Prompt » Every line below containing the word "body" should be found and copied.

»»

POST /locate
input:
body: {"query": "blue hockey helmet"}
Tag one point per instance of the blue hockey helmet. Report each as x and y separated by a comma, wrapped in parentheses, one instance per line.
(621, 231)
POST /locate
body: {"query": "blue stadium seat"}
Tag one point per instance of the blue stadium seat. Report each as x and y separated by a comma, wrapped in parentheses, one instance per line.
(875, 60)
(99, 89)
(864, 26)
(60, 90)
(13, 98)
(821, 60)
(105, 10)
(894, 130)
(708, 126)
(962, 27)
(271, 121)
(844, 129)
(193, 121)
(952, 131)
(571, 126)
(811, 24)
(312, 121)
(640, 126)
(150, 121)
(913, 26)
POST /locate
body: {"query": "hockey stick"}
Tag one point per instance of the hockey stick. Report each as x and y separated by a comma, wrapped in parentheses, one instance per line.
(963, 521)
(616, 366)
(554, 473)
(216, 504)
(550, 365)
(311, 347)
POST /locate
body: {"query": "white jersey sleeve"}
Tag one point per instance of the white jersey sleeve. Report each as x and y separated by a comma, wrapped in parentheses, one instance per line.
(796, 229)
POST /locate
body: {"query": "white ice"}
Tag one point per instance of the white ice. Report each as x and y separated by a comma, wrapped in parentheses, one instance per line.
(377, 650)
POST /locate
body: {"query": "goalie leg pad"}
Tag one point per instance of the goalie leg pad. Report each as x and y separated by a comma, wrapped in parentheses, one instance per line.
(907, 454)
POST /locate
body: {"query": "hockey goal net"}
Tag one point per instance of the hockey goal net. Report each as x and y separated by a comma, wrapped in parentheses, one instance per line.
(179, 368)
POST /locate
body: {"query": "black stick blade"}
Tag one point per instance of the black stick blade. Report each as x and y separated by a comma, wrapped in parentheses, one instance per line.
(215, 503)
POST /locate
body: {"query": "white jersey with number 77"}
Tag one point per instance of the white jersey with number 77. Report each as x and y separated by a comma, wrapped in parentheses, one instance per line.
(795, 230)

««

Completed exercise »
body: {"query": "blue hockey helmet"}
body: {"query": "blue stadium seat"}
body: {"query": "hockey stick"}
body: {"query": "white jersey sleeve"}
body: {"query": "white ice"}
body: {"query": "goalie leg pad"}
body: {"query": "hockey goal net"}
body: {"query": "black stick blade"}
body: {"query": "white jersey with number 77"}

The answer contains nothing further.